* [Exercise task A] From the forum post below about running RetinaNet on a Jetson Xavier, list every file that the post says is in the downloadable zip, with what each one came from.

Hello,
This is a follow-on post from a different thread, but thought it made more sense to start a new thread.
I’ve been using the repo at https://github.com/NVIDIA/retinanet-examples to attempt to develop a retinanet-based network to run in Deepstream on a Jetson Xavier AGX.
In short, after going through the pth->onnx->plan-model process, and my results are that the network runs in the deepstream-app but VERY slowly (<1 fps). So, I don’t know if it’s a problem with my model, the deepstream config files, or that the RetinaNet model is just too heavy for the Jetson Xavier.
If you’re interested, here’s a link to download a zip file containing the pth file resulting from the training, the onnx file from the converted pth, and the TRT (plan) file from the onnx->tensorrt conversion.
https://drive.google.com/file/d/1x_sE7eb564NCqIujcmiao1-2IQUFDdZw/view?usp=sharing
Here is the process I followed:
1 - (on Linux Host, inside docker container from retinanet-examples) train network using the code and process from Nvidia/retinanet-examples github repo.

* [Exercise task B] Reproduce the records below verbatim, from the line containing "Every instance of the dark" through the line containing "[(232, 27), (36, 51)]", with both of those lines included.

* [Data shown]
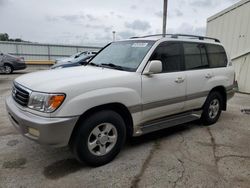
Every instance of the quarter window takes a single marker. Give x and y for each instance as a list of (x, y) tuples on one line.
[(170, 56), (217, 56), (195, 56)]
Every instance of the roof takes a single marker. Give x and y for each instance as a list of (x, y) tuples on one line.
[(225, 11), (177, 37)]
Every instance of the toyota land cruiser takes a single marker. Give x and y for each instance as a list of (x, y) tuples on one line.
[(131, 87)]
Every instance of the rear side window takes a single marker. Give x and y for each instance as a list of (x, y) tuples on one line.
[(169, 53), (216, 55), (195, 56)]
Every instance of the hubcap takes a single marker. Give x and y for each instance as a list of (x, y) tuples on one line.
[(214, 108), (102, 139), (7, 69)]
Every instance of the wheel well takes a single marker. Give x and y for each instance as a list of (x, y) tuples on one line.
[(121, 109), (223, 93)]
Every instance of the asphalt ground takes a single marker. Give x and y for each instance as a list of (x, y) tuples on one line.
[(189, 155)]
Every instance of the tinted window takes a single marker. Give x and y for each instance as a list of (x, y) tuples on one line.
[(217, 56), (195, 56), (170, 56)]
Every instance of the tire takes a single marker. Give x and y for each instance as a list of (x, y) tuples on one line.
[(212, 108), (8, 69), (95, 150)]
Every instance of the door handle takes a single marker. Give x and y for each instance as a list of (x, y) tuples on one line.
[(208, 76), (179, 80)]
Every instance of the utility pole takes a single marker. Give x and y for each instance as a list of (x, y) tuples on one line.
[(164, 25), (113, 35)]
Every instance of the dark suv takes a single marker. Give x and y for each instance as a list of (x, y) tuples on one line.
[(9, 63)]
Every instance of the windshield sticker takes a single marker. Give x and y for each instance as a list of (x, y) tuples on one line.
[(139, 45)]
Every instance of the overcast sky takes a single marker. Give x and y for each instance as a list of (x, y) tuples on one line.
[(92, 21)]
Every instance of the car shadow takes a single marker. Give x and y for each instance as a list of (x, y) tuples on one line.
[(70, 165)]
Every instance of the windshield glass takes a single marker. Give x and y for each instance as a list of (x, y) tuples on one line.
[(79, 59), (123, 55)]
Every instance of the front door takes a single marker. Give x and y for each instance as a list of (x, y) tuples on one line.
[(163, 94)]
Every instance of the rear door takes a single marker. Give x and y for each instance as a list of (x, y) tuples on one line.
[(164, 93), (199, 74)]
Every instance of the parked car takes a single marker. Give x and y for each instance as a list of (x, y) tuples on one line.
[(75, 56), (130, 88), (9, 63), (82, 60)]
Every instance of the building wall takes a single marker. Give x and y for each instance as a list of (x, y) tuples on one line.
[(232, 27), (36, 51)]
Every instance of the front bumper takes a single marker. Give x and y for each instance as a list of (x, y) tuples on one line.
[(52, 131)]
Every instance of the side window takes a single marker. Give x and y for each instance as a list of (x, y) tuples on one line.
[(216, 55), (169, 54), (195, 56)]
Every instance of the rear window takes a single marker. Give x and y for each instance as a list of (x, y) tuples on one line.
[(216, 55), (195, 56)]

* [Task result A]
- The pth file, from the training
- The onnx file, converted from the pth
- The TRT (plan) file, from the onnx->tensorrt conversion

* [Task result B]
Every instance of the dark suv takes a single marker. Give x and y for each instance as a list of (x, y) tuples on one line.
[(9, 63)]
Every instance of the windshield sticker takes a single marker. Give x and y for each instance as a list of (x, y) tuples on one line.
[(139, 45)]
Every instance of the overcast sky takes a single marker. Give x and y for each instance as a list of (x, y) tuples on one line.
[(92, 21)]
Every instance of the car shadow takes a single marker. Give x and y for each instance as a list of (x, y) tuples on one line.
[(70, 165)]
Every instance of the windshield glass takes a single marker. Give x and y for each instance as a list of (x, y) tuples on one line.
[(79, 59), (123, 55)]
Every instance of the front door takes a single marker. Give x and y for each instance as a list of (x, y) tuples on one line.
[(163, 94)]
Every instance of the rear door takes a single marker. Give x and y for each instance as a list of (x, y) tuples on one line.
[(164, 93), (199, 74)]
Every instance of the parked car takes a single marker. Give x and y for each instance as a list of (x, y) tuples on one line.
[(75, 56), (130, 88), (9, 63), (82, 60)]
Every instance of the building wall takes a single marker. Give x and y for each instance as a list of (x, y) tuples on one line.
[(232, 27), (36, 51)]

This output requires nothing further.